** TRECHO SELECIONADO **
►

Governo quer ter "golden share" na indústria bélica
Daniel Rittner
Em troca de um novo regime tributário e regulatório que
exima a indústria bélica nacional das amarras da Lei de
Licitações, além de acabar com a descontinuidade das compras
oficiais, o Plano Estratégico de Defesa proporá a concessão de
"golden shares" (ações especiais) ao governo em grandes
empresas do setor.
O plano, que está em elaboração e será apresentado dia
7 de setembro, teve suas conclusões preliminares divulgadas
ontem pelos ministros da Defesa, Nelson Jobim, e de Assuntos
Estratégicos, Mangabeira Unger. Eles apregoaram a
"reorganização radical" da indústria de defesa, com proteção às
empresas nacionais do setor. Para isso, segundo Mangabeira, é
essencial aplicar regras que protejam essas empresas do "curtoprazismo
mercantil" e não as submetam ao "risco de
descontinuidade de compras governamentais".

◄

** REGISTROS DE ENTRADA **
►

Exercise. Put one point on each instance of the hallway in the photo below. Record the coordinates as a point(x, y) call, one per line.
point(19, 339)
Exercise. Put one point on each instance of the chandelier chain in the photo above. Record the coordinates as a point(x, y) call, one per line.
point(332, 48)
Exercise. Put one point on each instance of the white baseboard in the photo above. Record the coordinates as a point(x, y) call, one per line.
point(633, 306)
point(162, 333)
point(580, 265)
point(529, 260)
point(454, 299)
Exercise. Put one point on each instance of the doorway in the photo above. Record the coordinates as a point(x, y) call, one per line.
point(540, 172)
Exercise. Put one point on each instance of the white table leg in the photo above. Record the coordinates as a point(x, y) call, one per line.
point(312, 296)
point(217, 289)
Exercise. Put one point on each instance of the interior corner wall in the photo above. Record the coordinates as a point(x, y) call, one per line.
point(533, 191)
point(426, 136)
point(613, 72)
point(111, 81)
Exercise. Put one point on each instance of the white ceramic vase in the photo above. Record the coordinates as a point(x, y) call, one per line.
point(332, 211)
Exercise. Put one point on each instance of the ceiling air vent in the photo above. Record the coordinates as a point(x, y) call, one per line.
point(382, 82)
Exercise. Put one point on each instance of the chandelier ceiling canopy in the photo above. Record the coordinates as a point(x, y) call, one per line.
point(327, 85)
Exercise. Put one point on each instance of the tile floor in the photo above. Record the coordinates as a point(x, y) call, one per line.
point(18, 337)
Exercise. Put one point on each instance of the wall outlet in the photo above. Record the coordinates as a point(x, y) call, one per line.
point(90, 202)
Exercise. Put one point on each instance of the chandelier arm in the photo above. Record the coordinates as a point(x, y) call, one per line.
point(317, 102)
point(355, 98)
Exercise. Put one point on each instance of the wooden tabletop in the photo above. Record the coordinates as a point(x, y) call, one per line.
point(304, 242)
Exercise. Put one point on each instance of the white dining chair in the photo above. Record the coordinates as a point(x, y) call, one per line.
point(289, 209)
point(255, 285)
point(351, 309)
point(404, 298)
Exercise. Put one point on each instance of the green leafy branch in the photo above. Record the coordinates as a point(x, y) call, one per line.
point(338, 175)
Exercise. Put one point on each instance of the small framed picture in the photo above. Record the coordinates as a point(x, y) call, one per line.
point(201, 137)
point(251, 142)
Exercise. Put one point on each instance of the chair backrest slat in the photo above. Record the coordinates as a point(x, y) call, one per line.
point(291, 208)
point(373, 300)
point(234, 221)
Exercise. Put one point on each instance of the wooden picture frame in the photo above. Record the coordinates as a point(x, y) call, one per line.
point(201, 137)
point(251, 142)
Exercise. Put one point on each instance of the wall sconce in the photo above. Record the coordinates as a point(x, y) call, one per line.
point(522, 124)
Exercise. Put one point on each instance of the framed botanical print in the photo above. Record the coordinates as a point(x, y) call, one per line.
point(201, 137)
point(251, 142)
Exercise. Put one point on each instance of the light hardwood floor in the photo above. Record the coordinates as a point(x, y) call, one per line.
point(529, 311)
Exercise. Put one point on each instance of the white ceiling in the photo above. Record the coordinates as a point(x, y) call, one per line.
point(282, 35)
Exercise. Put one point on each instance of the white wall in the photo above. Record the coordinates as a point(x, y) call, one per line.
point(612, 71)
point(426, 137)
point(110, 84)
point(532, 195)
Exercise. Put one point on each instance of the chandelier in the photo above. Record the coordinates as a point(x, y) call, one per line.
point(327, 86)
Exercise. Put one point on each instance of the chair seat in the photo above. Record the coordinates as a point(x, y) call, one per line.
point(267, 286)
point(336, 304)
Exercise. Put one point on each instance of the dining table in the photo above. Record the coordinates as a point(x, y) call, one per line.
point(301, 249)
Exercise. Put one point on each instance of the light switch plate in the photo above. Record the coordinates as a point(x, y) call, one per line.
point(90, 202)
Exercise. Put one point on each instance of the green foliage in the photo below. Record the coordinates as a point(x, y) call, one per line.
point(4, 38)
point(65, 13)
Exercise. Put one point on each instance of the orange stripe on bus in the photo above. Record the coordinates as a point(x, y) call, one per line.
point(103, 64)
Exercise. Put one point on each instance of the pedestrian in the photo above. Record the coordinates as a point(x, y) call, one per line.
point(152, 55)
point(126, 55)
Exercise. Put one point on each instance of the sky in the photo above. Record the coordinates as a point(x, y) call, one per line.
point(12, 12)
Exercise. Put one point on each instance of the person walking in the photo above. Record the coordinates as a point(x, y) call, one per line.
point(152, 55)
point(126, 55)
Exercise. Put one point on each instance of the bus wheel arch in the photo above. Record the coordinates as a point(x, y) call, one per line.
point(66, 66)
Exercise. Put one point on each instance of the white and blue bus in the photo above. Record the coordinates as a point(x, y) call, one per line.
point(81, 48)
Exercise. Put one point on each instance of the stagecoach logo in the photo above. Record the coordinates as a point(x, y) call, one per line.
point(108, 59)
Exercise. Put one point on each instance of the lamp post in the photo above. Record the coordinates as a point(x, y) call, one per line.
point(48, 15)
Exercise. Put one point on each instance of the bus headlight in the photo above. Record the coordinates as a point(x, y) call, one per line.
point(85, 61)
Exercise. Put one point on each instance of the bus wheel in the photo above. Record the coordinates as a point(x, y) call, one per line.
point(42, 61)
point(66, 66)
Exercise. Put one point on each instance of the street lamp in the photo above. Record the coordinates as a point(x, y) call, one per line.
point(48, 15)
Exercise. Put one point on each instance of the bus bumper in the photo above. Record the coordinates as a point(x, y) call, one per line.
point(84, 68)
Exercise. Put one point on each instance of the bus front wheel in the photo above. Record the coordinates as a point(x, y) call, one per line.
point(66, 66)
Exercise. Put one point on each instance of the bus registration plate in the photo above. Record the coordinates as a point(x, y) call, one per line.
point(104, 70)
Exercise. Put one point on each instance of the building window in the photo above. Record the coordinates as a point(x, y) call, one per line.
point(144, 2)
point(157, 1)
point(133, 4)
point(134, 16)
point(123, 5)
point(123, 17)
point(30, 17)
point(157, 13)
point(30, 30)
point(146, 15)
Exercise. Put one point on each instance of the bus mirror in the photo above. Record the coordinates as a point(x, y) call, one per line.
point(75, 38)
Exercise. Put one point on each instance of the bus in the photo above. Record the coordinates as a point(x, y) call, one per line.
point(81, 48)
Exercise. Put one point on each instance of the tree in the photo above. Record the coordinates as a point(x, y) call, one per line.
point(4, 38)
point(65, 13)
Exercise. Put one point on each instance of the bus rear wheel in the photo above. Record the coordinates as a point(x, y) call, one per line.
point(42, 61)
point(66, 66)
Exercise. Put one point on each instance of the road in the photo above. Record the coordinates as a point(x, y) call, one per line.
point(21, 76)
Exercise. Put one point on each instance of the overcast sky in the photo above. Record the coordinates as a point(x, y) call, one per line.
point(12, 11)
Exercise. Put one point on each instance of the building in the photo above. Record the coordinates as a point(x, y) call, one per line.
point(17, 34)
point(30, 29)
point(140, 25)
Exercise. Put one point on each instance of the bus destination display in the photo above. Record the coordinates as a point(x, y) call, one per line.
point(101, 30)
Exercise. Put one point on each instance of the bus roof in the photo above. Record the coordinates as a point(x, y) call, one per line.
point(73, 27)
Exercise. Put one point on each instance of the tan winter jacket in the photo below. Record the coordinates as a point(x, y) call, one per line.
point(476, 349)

◄

** TAREFAS A FAZER **
• A. Redigite, por favor, o trecho da notícia sobre a indústria bélica entre "Governo quer ter" e "empresas do setor.", inclusive.
• B. Selecione e copie todas as linhas dos registros em que aparece a palavra "picture". Maiúsculas e minúsculas fazem diferença.

** RESPOSTAS EM ORDEM **
• A.
Governo quer ter "golden share" na indústria bélica
Daniel Rittner
Em troca de um novo regime tributário e regulatório que
exima a indústria bélica nacional das amarras da Lei de
Licitações, além de acabar com a descontinuidade das compras
oficiais, o Plano Estratégico de Defesa proporá a concessão de
"golden shares" (ações especiais) ao governo em grandes
empresas do setor.

• B.
Exercise. Put one point on each instance of the small framed picture in the photo above. Record the coordinates as a point(x, y) call, one per line.
Exercise. Put one point on each instance of the wooden picture frame in the photo above. Record the coordinates as a point(x, y) call, one per line.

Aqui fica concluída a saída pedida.